:: TASK DETAILS ::
Transcribe the passage of the assisted-living essay below between "One reason I" and "What to do?", inclusive.

:: DOCUMENT SEGMENT ::
----

AARP Eye Center
By Dick Weinman, The Thin Edge of Dignity
One of the ways I’m assisted in my Assisted Living Facility (ALF) is usually not spoken about in public discussion. It’s considered a forbidden topic in social circles – not de rigueur. (Although the popularity of the erotic novel, Fifty Shades of Gray may change that; Jon Stewart’s bleeped monologues already have.) But it’s excruciatingly important to me, so I ask your indulgence. I hope you won’t be offended by this particular need of an eighty-year-old disabled man. It’s a personal, intimate kind of assist, one that creates a conundrum for me in my social relationships.
The anatomical difference between male and female has been common knowledge since childhood. One result is in that of waste disposal: men and boys can urinate anywhere, preferably over a urinal, but behind a tree works; so does against a wall; into the gutter; even off a bridge. It all depends on urgency, level of drunkenness, and whereabouts at time of need. All a male needs to be able to do is stand – and even that’s been remedied for those in wheel chairs – but not me.
One reason I need to be in an ALF, is that because of my hand disability I can’t grasp a zipper and unzip it, and because I’m wheelchair bound, I can’t stand. My dilemma – I can’t pee like a man pees. I can’t extract the organ of elimination and do my business, because as you’ve read earlier, the fingers of my left hand are immovable, and the fingers of my right hand don’t fully open. No way I can pull my – choose - the kiddie word, Webster’s word, the Urban Dictionary word, or the politically correct euphemism- out of the zippered, narrow slit of my fly. What to do?
My only option for bladder elimination, then, is to sit on the toilet, and pee like a woman. Sitting, I can do. That’s OK. It’s preparing to sit that requires ALF residency. My pants need to be lowered. I can’t do that.
That’s what a caregiver is for. A professional – at least paid - most often female twenty-something college student, whose heart is committed to the care of people like me (Or so I hope). Unfortunately, not all the caregivers’ hearts are committed to our care. Some need a part-time job - that’s it. Some need volunteer hours as a class requirement – not too bad. Some need a line on a resume to show a well rounded persona – a little better. Some need health care experience to be admitted to nursing school - far better. The motivation that’s essential to us, the residents of the ALF, is that “care” not be merely an assist, but a heartfelt desire to help another person.

----

:: MATERIAL PROVIDED ::

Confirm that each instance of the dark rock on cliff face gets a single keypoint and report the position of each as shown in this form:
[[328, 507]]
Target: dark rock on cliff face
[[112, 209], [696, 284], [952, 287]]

----

:: RESULT ::
One reason I need to be in an ALF, is that because of my hand disability I can’t grasp a zipper and unzip it, and because I’m wheelchair bound, I can’t stand. My dilemma – I can’t pee like a man pees. I can’t extract the organ of elimination and do my business, because as you’ve read earlier, the fingers of my left hand are immovable, and the fingers of my right hand don’t fully open. No way I can pull my – choose - the kiddie word, Webster’s word, the Urban Dictionary word, or the politically correct euphemism- out of the zippered, narrow slit of my fly. What to do?